— start EXERCISE INPUT —

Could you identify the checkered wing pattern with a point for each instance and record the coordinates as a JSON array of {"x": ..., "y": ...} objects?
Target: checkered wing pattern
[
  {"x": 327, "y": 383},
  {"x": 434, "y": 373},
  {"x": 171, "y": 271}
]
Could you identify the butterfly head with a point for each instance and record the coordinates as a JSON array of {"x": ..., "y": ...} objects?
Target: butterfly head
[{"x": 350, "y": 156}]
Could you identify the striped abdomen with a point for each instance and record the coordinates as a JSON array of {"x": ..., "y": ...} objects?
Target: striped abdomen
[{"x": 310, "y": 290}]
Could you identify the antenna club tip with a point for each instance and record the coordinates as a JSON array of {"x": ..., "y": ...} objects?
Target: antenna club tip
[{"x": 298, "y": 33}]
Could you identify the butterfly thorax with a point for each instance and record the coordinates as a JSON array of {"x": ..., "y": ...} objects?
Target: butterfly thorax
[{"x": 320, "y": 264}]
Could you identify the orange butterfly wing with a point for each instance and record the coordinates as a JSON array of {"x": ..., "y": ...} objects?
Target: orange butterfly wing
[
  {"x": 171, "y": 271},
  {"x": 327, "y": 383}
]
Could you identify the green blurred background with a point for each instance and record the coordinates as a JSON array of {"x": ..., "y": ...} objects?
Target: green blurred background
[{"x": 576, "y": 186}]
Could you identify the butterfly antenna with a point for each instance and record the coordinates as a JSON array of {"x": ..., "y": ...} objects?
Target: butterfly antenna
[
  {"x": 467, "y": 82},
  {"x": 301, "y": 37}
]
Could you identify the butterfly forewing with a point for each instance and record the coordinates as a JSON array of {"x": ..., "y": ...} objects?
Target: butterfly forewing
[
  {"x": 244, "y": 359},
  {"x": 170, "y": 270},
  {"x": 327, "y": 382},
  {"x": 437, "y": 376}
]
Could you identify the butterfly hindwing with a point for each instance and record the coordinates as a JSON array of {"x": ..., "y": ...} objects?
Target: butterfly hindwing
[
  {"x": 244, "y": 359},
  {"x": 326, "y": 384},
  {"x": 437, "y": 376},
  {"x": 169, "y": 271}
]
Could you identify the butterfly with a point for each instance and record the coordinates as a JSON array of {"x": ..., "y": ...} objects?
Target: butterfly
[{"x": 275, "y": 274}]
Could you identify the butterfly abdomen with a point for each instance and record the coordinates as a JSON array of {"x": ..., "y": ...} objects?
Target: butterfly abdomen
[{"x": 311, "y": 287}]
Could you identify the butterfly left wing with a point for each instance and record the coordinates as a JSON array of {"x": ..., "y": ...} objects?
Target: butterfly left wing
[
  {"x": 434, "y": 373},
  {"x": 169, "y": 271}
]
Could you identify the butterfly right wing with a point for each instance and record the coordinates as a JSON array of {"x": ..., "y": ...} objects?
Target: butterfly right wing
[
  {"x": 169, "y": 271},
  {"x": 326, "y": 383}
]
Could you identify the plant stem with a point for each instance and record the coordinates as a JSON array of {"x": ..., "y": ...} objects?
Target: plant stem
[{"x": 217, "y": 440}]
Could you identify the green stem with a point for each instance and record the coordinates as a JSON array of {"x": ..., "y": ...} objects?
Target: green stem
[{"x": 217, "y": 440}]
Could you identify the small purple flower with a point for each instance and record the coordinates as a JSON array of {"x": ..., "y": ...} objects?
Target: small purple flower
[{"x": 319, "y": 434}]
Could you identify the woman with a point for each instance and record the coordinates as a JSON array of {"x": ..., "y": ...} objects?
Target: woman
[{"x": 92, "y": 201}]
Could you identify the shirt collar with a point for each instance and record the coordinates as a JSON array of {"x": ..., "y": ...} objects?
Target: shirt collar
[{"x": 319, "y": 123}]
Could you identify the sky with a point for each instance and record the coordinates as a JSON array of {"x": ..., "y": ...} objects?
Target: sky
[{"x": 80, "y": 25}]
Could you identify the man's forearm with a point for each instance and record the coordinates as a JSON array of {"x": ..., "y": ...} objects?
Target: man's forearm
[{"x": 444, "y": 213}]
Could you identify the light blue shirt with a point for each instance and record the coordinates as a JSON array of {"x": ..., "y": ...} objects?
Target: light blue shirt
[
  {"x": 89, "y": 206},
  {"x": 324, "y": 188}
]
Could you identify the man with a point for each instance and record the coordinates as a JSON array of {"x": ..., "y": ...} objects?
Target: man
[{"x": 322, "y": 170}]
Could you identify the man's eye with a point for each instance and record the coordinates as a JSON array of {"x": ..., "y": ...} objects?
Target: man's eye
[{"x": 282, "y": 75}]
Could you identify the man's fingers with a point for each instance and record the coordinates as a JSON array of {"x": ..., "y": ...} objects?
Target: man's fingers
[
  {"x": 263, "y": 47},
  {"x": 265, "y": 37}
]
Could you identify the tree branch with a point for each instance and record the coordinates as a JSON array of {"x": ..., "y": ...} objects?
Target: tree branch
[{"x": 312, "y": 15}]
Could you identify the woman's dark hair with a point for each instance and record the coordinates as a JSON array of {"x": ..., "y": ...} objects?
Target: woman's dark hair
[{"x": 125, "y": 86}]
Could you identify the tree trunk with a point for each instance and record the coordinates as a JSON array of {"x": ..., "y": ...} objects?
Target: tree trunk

— end EXERCISE INPUT —

_THE PROBLEM_
Render all of the data above as a JSON list of strings, one string per line, with blank lines omitted.

_REPLY TO THE EXERCISE_
[
  "Could you identify the checkered wing pattern with a point for each instance and record the coordinates as a JSON array of {\"x\": ..., \"y\": ...} objects?",
  "Target: checkered wing pattern",
  "[",
  "  {\"x\": 327, \"y\": 383},",
  "  {\"x\": 434, \"y\": 373},",
  "  {\"x\": 171, \"y\": 271}",
  "]",
  "Could you identify the butterfly head with a point for each instance and record the coordinates as a JSON array of {\"x\": ..., \"y\": ...} objects?",
  "Target: butterfly head",
  "[{\"x\": 350, \"y\": 156}]",
  "Could you identify the striped abdomen with a point for each instance and record the coordinates as a JSON array of {\"x\": ..., \"y\": ...} objects?",
  "Target: striped abdomen",
  "[{\"x\": 310, \"y\": 290}]",
  "Could you identify the antenna club tip with a point for each instance and record the coordinates as a JSON array of {\"x\": ..., \"y\": ...} objects?",
  "Target: antenna club tip",
  "[{\"x\": 298, \"y\": 33}]",
  "Could you identify the butterfly thorax with a point for each instance and record the coordinates as a JSON array of {\"x\": ..., \"y\": ...} objects?",
  "Target: butterfly thorax",
  "[{\"x\": 320, \"y\": 264}]",
  "Could you identify the orange butterfly wing with a point for each instance and record the coordinates as a JSON array of {\"x\": ..., \"y\": ...} objects?",
  "Target: orange butterfly wing",
  "[",
  "  {\"x\": 171, \"y\": 271},",
  "  {\"x\": 327, \"y\": 383}",
  "]",
  "Could you identify the green blurred background with a point for each instance and record the coordinates as a JSON array of {\"x\": ..., \"y\": ...} objects?",
  "Target: green blurred background",
  "[{\"x\": 576, \"y\": 186}]",
  "Could you identify the butterfly antenna with a point for each instance and record the coordinates as a JSON array of {\"x\": ..., \"y\": ...} objects?",
  "Target: butterfly antenna",
  "[",
  "  {\"x\": 467, \"y\": 82},",
  "  {\"x\": 301, \"y\": 37}",
  "]",
  "Could you identify the butterfly forewing with a point for each instance and record the coordinates as a JSON array of {\"x\": ..., \"y\": ...} objects?",
  "Target: butterfly forewing",
  "[",
  "  {\"x\": 244, \"y\": 359},",
  "  {\"x\": 170, \"y\": 270},",
  "  {\"x\": 327, \"y\": 382},",
  "  {\"x\": 437, \"y\": 376}",
  "]",
  "Could you identify the butterfly hindwing with a point for each instance and record the coordinates as a JSON array of {\"x\": ..., \"y\": ...} objects?",
  "Target: butterfly hindwing",
  "[",
  "  {\"x\": 244, \"y\": 359},",
  "  {\"x\": 326, \"y\": 384},",
  "  {\"x\": 437, \"y\": 376},",
  "  {\"x\": 169, \"y\": 271}",
  "]",
  "Could you identify the butterfly with a point for each instance and record the coordinates as a JSON array of {\"x\": ..., \"y\": ...} objects?",
  "Target: butterfly",
  "[{\"x\": 275, \"y\": 274}]",
  "Could you identify the butterfly abdomen with a point for each instance and record the coordinates as a JSON array of {\"x\": ..., \"y\": ...} objects?",
  "Target: butterfly abdomen",
  "[{\"x\": 311, \"y\": 287}]",
  "Could you identify the butterfly left wing with a point for each instance and record the coordinates as a JSON array of {\"x\": ..., \"y\": ...} objects?",
  "Target: butterfly left wing",
  "[",
  "  {\"x\": 434, \"y\": 373},",
  "  {\"x\": 169, \"y\": 271}",
  "]",
  "Could you identify the butterfly right wing with a point for each instance and record the coordinates as a JSON array of {\"x\": ..., \"y\": ...} objects?",
  "Target: butterfly right wing",
  "[",
  "  {\"x\": 169, \"y\": 271},",
  "  {\"x\": 326, \"y\": 383}",
  "]",
  "Could you identify the plant stem with a point for each instance and record the coordinates as a JSON array of {\"x\": ..., \"y\": ...} objects?",
  "Target: plant stem",
  "[{\"x\": 217, \"y\": 440}]",
  "Could you identify the green stem with a point for each instance and record the coordinates as a JSON array of {\"x\": ..., \"y\": ...} objects?",
  "Target: green stem",
  "[{\"x\": 217, \"y\": 440}]",
  "Could you identify the small purple flower with a point for each instance and record the coordinates as a JSON array of {\"x\": ..., \"y\": ...} objects?",
  "Target: small purple flower",
  "[{\"x\": 319, \"y\": 434}]",
  "Could you identify the woman with a point for each instance and record the coordinates as a JSON array of {\"x\": ..., \"y\": ...} objects?",
  "Target: woman",
  "[{\"x\": 92, \"y\": 201}]",
  "Could you identify the shirt collar with a point for each instance and record the coordinates as a JSON array of {\"x\": ..., \"y\": ...} objects?",
  "Target: shirt collar",
  "[{\"x\": 319, \"y\": 123}]",
  "Could you identify the sky with a point for each instance and record the coordinates as a JSON array of {\"x\": ..., \"y\": ...} objects?",
  "Target: sky",
  "[{\"x\": 80, \"y\": 25}]",
  "Could you identify the man's forearm with a point for each instance and record the coordinates as a JSON array of {\"x\": ..., \"y\": ...} objects?",
  "Target: man's forearm",
  "[{\"x\": 444, \"y\": 213}]",
  "Could you identify the light blue shirt with a point for each instance and record the coordinates as a JSON array of {\"x\": ..., \"y\": ...} objects?",
  "Target: light blue shirt",
  "[",
  "  {\"x\": 89, \"y\": 206},",
  "  {\"x\": 324, \"y\": 188}",
  "]",
  "Could you identify the man with a point for each instance and record the coordinates as a JSON array of {\"x\": ..., \"y\": ...} objects?",
  "Target: man",
  "[{\"x\": 322, \"y\": 170}]",
  "Could you identify the man's eye with a point for each instance and record the coordinates as a JSON array of {\"x\": ..., \"y\": ...} objects?",
  "Target: man's eye",
  "[{\"x\": 282, \"y\": 75}]",
  "Could you identify the man's fingers with a point for each instance and record the coordinates as a JSON array of {\"x\": ..., \"y\": ...} objects?",
  "Target: man's fingers",
  "[",
  "  {\"x\": 263, \"y\": 47},",
  "  {\"x\": 265, \"y\": 37}",
  "]",
  "Could you identify the tree branch with a point for each instance and record the coordinates as a JSON array of {\"x\": ..., \"y\": ...} objects?",
  "Target: tree branch",
  "[{\"x\": 312, \"y\": 15}]",
  "Could you identify the woman's dark hair with a point for each instance and record the coordinates as a JSON array of {\"x\": ..., \"y\": ...} objects?",
  "Target: woman's dark hair",
  "[{\"x\": 125, \"y\": 86}]",
  "Could you identify the tree trunk with a point for each instance and record the coordinates as a JSON array of {\"x\": ..., \"y\": ...} objects?",
  "Target: tree trunk"
]